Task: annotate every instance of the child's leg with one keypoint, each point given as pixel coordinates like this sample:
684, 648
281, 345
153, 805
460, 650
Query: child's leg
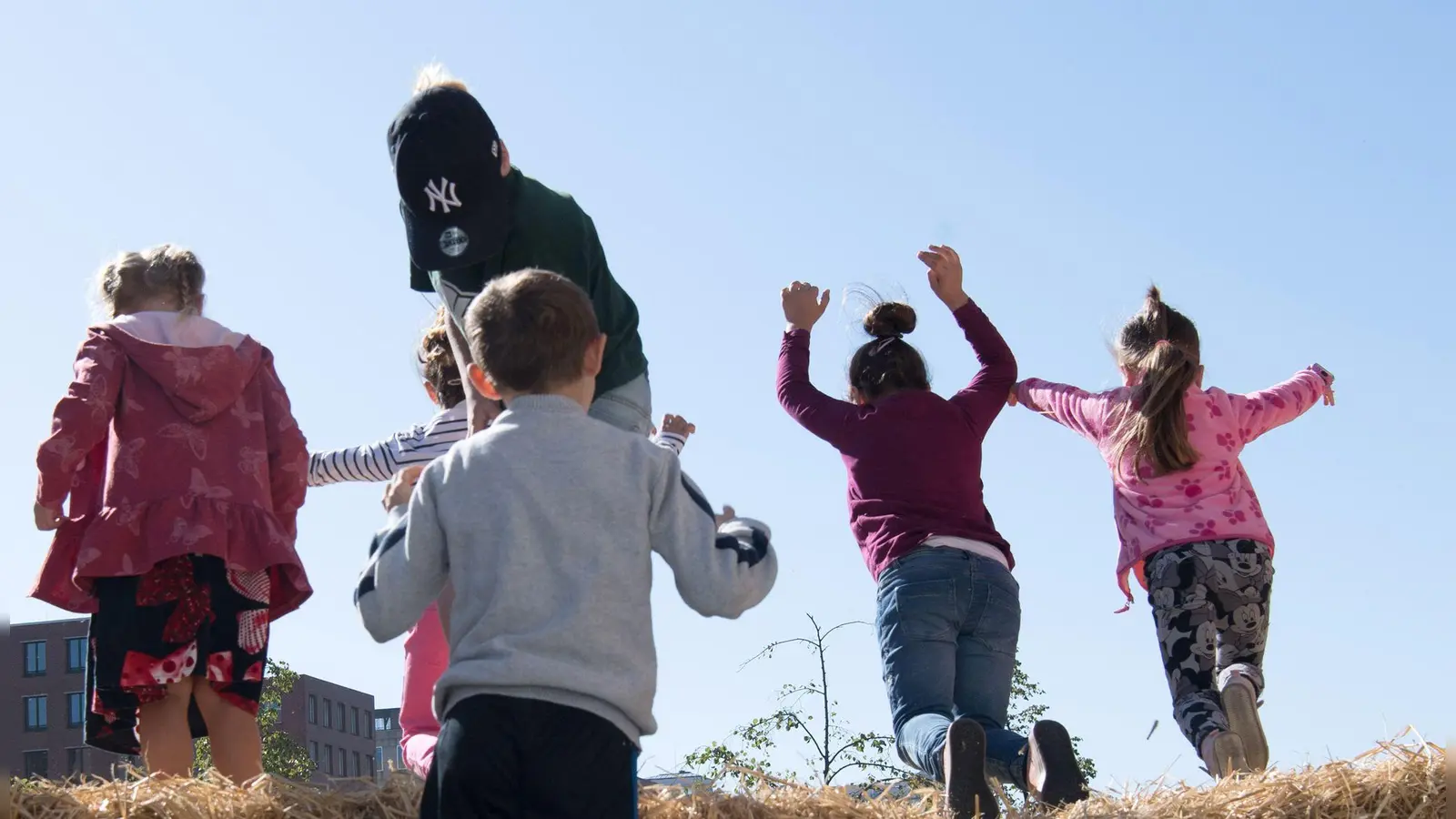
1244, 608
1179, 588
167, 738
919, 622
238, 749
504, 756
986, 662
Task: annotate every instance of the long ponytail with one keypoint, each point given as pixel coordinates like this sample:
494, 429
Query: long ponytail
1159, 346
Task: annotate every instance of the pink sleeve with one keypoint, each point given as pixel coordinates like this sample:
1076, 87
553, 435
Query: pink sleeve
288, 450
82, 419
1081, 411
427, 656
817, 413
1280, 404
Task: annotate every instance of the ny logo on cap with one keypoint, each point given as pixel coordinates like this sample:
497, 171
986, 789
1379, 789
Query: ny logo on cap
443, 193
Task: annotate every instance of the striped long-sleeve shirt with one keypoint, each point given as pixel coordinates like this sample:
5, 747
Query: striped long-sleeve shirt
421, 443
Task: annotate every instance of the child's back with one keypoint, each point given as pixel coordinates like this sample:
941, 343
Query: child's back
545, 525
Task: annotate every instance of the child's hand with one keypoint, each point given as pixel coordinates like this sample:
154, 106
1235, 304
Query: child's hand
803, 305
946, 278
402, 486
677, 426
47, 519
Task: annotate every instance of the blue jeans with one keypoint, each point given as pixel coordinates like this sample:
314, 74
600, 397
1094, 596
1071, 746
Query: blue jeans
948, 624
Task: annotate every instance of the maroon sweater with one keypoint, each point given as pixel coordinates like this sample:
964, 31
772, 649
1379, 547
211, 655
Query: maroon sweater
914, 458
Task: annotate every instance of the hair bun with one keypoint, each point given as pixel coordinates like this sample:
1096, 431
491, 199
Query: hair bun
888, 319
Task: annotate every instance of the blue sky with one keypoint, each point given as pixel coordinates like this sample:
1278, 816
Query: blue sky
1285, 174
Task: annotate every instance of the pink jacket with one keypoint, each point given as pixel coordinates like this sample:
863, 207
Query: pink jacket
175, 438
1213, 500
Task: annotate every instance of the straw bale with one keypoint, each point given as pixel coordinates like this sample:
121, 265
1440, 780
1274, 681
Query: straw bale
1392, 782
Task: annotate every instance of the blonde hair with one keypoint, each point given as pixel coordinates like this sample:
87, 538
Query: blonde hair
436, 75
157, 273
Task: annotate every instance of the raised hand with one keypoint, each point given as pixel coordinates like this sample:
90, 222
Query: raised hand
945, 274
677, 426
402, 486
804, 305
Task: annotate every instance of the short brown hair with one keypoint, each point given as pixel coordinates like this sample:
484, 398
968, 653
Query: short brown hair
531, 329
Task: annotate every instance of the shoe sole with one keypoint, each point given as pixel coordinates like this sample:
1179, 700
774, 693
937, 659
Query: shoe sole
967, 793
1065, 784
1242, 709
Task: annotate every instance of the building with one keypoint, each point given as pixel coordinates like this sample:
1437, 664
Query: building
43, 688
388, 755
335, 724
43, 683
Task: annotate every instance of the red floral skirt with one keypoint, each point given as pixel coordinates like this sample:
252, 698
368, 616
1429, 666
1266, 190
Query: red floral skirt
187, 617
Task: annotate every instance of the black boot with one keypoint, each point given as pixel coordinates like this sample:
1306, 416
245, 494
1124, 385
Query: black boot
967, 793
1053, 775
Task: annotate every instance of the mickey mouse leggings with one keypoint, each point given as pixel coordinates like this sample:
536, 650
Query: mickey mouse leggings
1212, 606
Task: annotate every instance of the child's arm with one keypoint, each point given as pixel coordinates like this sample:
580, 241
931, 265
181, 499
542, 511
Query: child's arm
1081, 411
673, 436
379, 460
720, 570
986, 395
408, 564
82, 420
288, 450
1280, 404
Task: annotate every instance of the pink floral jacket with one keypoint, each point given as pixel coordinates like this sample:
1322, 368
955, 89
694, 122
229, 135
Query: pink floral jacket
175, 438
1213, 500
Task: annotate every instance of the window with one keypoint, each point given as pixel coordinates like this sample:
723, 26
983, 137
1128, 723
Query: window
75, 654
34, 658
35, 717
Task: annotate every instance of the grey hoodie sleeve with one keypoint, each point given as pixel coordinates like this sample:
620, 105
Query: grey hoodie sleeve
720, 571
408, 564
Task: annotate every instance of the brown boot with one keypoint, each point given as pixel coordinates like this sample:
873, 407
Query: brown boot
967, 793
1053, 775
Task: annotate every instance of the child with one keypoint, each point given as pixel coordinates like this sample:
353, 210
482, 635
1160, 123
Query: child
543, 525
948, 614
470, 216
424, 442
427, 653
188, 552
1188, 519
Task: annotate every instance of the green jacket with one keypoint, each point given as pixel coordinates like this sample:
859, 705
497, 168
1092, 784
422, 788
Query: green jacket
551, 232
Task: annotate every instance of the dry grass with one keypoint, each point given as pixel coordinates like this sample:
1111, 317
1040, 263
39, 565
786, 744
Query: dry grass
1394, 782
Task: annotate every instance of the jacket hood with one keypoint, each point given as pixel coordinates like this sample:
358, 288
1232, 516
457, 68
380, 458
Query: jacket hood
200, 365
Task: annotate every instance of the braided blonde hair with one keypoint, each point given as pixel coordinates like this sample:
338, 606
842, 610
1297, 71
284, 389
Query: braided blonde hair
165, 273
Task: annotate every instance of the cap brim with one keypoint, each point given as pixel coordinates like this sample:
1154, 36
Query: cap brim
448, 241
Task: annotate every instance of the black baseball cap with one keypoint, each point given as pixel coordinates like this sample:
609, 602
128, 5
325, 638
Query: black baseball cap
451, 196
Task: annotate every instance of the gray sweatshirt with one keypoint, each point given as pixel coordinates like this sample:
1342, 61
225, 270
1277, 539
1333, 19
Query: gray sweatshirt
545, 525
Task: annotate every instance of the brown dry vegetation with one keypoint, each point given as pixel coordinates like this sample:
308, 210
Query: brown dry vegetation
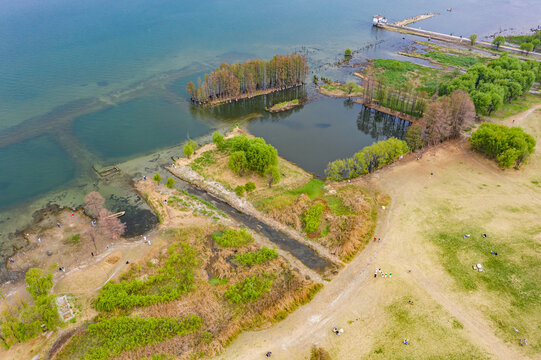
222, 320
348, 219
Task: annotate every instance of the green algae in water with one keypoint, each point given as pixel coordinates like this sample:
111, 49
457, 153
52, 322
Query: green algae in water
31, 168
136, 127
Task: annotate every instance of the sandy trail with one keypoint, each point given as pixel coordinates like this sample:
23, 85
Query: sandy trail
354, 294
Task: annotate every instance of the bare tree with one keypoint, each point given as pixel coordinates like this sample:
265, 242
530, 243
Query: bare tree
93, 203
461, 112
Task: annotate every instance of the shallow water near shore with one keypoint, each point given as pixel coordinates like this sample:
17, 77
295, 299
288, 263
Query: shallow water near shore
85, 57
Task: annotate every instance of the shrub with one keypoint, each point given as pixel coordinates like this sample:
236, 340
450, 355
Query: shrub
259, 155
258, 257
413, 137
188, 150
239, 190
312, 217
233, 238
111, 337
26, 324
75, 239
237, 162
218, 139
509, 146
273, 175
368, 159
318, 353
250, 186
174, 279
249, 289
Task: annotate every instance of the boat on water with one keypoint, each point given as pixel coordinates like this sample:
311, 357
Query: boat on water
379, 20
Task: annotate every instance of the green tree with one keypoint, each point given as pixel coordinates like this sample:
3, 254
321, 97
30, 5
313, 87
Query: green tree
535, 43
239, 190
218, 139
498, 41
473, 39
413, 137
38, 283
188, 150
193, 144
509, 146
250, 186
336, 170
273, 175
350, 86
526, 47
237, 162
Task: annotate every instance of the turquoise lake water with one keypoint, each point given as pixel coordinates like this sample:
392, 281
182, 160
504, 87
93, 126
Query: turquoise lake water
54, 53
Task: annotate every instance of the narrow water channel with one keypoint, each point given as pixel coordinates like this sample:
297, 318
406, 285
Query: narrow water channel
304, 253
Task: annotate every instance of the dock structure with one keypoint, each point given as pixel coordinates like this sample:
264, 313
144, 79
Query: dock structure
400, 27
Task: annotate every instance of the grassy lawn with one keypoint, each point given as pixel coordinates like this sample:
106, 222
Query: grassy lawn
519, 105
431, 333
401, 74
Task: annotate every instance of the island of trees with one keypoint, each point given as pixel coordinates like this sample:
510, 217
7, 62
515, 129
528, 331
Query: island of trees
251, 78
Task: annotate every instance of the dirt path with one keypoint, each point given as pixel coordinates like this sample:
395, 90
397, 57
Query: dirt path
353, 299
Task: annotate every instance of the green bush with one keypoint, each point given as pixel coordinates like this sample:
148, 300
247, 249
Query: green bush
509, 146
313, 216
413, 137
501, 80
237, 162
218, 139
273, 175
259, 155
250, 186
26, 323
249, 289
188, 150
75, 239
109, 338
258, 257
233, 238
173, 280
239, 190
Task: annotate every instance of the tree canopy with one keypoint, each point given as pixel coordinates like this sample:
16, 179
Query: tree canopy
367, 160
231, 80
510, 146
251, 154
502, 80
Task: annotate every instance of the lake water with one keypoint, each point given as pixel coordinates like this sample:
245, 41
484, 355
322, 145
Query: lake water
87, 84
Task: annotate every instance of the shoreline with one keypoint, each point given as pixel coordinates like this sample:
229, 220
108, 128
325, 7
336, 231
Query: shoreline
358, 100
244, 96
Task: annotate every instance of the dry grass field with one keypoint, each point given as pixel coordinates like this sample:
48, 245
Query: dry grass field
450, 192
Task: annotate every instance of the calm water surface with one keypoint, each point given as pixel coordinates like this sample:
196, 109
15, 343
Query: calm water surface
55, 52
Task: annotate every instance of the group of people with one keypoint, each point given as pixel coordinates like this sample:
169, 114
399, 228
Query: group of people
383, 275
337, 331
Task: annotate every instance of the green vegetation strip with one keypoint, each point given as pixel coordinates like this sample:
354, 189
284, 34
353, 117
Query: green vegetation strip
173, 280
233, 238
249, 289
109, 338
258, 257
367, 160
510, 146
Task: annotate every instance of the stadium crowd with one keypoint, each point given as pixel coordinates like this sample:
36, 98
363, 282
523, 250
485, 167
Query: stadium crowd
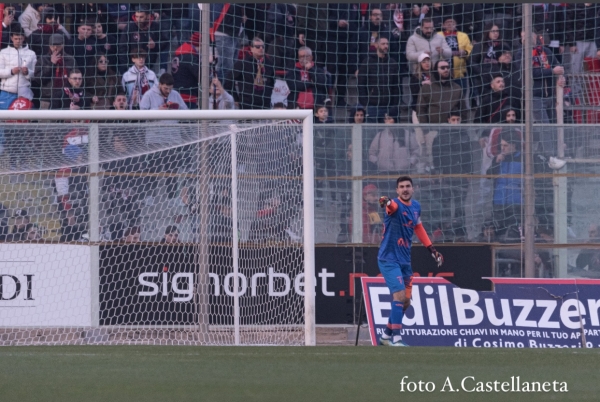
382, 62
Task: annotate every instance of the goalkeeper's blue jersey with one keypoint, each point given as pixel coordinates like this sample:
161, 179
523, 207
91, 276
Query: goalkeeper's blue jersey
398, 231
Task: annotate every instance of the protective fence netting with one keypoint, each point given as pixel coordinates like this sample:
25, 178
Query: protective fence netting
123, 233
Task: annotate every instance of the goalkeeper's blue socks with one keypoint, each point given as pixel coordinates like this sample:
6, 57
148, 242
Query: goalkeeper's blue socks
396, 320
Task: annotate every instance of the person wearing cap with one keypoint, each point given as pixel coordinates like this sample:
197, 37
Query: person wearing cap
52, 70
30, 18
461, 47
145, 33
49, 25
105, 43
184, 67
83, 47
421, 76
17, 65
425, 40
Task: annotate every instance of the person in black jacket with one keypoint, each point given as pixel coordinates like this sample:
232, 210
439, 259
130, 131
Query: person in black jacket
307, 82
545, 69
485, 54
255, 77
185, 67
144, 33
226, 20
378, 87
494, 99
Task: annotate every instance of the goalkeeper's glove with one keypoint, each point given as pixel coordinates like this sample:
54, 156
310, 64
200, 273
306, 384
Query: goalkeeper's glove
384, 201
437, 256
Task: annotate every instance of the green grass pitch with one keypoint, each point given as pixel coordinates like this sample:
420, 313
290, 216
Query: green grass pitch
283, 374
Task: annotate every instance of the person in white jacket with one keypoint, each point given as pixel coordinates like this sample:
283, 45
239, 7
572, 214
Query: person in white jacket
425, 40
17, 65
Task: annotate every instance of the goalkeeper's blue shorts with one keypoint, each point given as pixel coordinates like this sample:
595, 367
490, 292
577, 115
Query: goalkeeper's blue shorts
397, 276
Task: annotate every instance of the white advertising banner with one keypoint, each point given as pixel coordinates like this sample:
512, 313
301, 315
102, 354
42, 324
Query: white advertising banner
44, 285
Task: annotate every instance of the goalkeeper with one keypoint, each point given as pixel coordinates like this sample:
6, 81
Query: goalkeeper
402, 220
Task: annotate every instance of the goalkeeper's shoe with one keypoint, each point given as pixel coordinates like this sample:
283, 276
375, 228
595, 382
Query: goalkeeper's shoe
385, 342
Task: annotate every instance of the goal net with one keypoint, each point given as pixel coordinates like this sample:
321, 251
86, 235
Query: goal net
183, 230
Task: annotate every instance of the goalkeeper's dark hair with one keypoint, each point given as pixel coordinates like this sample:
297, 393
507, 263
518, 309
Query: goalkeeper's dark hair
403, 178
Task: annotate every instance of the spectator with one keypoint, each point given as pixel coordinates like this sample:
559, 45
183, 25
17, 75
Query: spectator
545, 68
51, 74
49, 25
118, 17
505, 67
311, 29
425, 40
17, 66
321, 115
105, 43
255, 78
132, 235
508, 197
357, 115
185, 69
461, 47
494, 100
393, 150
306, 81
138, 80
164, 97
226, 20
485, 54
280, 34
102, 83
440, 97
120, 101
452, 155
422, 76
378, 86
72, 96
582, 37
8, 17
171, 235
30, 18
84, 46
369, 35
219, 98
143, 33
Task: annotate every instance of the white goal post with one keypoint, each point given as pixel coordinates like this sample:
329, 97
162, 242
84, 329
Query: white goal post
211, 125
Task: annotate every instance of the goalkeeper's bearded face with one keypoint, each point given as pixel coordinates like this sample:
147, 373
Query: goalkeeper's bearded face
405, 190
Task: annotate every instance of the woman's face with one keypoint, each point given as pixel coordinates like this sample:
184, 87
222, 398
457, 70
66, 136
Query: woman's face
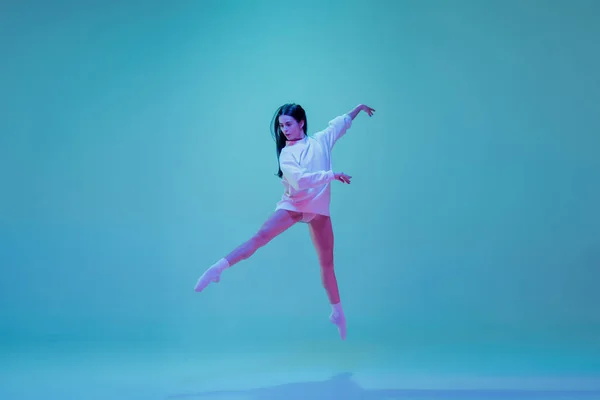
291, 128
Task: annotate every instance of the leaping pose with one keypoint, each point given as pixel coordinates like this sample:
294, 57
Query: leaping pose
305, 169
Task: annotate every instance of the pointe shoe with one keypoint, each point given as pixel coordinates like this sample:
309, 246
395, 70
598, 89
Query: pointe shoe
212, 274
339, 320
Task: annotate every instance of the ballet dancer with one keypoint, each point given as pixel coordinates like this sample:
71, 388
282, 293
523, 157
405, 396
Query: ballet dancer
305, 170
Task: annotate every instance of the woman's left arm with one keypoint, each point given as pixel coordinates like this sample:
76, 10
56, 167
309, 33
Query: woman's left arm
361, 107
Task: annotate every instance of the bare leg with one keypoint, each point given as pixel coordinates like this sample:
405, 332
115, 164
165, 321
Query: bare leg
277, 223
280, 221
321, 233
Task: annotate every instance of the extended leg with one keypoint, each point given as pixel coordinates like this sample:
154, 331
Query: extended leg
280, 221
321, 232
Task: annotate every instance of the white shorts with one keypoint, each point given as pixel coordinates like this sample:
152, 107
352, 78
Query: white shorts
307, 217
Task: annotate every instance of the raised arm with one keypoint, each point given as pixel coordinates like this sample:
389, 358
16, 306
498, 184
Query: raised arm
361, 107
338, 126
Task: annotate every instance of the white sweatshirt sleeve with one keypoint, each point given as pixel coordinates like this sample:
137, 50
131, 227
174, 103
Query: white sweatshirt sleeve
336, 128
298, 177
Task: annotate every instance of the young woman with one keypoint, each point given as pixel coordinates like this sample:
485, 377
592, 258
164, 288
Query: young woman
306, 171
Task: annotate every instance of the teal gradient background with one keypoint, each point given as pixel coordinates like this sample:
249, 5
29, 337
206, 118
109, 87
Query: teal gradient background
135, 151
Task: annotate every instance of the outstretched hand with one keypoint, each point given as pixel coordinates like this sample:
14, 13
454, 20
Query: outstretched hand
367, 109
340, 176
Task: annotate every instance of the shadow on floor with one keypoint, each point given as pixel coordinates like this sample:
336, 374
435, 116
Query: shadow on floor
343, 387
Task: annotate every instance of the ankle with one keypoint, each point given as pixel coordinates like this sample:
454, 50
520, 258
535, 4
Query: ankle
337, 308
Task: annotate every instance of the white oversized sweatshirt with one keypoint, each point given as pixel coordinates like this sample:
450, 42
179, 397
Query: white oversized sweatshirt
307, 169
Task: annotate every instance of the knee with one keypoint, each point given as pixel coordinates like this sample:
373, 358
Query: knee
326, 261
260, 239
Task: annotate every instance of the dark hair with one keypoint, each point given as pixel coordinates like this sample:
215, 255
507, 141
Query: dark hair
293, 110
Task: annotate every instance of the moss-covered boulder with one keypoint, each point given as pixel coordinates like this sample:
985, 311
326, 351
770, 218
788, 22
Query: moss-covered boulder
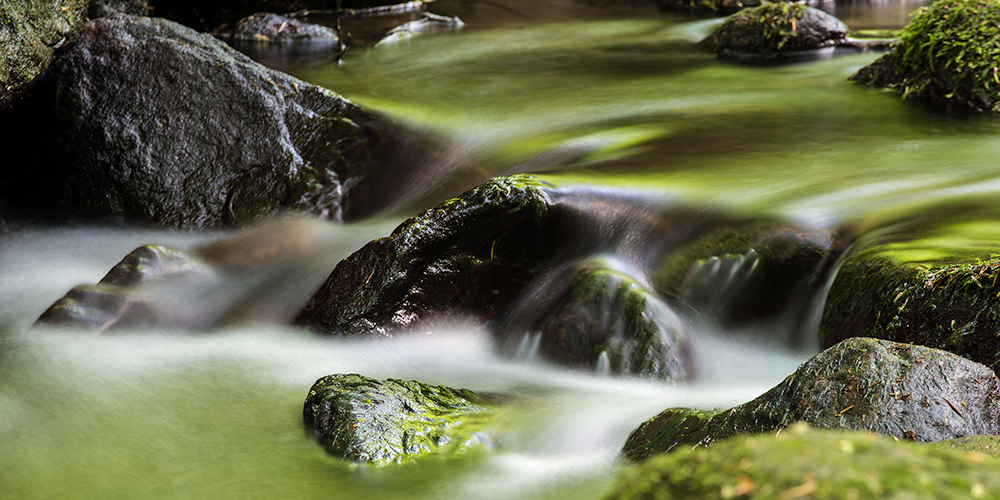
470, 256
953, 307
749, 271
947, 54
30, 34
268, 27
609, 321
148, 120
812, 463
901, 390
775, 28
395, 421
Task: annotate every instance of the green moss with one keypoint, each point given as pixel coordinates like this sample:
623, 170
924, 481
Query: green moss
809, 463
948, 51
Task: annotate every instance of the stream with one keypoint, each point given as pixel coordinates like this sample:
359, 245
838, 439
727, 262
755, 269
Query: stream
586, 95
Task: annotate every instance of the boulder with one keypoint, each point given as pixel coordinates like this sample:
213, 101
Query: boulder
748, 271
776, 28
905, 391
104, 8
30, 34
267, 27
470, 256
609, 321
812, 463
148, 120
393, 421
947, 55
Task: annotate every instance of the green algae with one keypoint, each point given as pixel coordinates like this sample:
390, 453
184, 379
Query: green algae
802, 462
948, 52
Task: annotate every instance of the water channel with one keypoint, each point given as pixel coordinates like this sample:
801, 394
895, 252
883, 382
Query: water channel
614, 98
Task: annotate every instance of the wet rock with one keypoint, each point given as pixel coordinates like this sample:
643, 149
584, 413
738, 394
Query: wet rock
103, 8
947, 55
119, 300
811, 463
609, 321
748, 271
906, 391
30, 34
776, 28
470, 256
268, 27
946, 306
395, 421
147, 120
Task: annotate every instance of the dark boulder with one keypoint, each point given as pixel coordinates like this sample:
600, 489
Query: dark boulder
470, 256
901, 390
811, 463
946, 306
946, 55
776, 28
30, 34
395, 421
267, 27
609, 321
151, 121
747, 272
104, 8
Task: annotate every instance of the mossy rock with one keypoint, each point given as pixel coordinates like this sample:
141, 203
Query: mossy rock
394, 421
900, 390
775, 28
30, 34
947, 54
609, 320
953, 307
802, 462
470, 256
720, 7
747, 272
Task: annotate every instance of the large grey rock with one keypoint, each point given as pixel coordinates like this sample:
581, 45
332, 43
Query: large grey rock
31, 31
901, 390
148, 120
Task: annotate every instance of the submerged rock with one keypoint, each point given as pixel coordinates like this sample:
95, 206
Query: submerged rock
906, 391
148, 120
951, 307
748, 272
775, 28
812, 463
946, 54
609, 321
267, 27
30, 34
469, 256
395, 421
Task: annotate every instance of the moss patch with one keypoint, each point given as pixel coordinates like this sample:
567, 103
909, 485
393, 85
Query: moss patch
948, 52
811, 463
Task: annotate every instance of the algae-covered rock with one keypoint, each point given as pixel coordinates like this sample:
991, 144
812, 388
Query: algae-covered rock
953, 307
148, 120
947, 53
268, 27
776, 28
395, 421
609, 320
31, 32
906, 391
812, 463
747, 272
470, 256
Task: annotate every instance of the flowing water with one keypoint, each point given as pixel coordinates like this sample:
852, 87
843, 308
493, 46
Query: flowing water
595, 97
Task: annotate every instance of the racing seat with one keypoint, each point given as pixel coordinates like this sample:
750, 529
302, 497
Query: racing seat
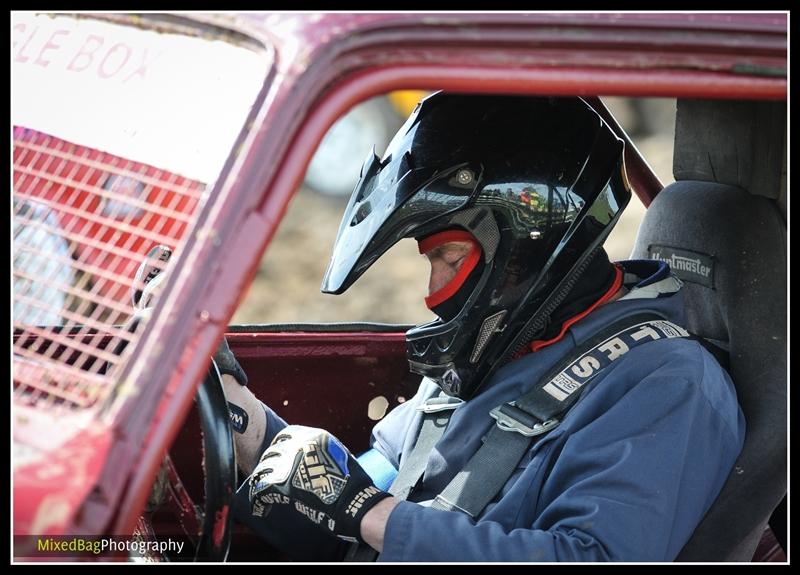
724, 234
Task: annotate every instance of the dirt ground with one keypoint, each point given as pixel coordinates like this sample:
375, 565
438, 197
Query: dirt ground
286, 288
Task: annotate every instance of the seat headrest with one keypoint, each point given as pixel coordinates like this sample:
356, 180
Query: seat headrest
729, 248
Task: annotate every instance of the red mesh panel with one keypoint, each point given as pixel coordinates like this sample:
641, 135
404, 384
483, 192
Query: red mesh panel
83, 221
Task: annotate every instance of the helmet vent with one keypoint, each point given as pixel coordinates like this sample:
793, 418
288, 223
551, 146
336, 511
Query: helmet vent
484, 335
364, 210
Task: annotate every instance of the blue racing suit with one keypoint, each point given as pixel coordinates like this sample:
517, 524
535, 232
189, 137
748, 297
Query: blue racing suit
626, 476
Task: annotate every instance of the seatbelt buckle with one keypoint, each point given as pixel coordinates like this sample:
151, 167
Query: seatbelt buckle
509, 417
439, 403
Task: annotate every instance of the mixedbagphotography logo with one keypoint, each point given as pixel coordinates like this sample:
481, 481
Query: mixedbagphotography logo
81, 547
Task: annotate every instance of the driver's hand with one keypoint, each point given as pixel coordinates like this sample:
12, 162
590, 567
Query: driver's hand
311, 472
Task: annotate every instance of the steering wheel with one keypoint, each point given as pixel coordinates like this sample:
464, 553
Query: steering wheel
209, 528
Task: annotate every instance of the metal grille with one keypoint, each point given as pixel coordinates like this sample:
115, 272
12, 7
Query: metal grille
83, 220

_STATED EXERCISE_:
Each line from the one containing "Task: annotate every instance of the seat headrest" to the end of the records should be echoed exactly, and no other line.

_EXERCISE OUTPUT_:
Task: annotate every instance of the seat headrest with one keypoint, each point given as pixel coordinates like this sample:
356, 180
Query: seat headrest
729, 248
Task: annotate every instance of the red mesh panel with one keypoint, each point given as pixel coordinates like this sample:
641, 135
404, 384
483, 192
Query: red mesh panel
83, 221
Task: annotate every instance of the helmet vent with one keypoint, each point given as pixel coordinates like this sample:
793, 418
288, 223
551, 146
336, 511
Query: helmet vent
484, 335
364, 210
Task: annotate every instance of the blue racing suit with one keypoint, each point given as pixel coordinates like this sample:
517, 524
535, 232
189, 137
748, 297
Query: blue racing suit
626, 476
Task: annotate every instance of the seatbelt buckle with one keypoint, each point given as pixel coordinates like this sample:
151, 167
Query: seatbelt buckle
509, 417
439, 403
Task: annotate every instance of the mixedbagphotography logo with one keypoint, each point given as pixel coordinates like this sample:
481, 481
Query: mixedbagphotography logo
81, 547
Task: annotate every instance of the driver's hand with one keypoint, each point given as pixel coordinates like this sample:
12, 162
590, 567
Query: driver's hand
311, 472
Task: annotate every instance of the steering wheel with one keypoint, each point given as pixel coordinates like this sample:
464, 553
Query: steering wheel
209, 528
Task: annotate every instance of the metal grille with one keypoint, each point given as pixel coordinates like this sample:
115, 272
12, 7
Query: metal grille
83, 220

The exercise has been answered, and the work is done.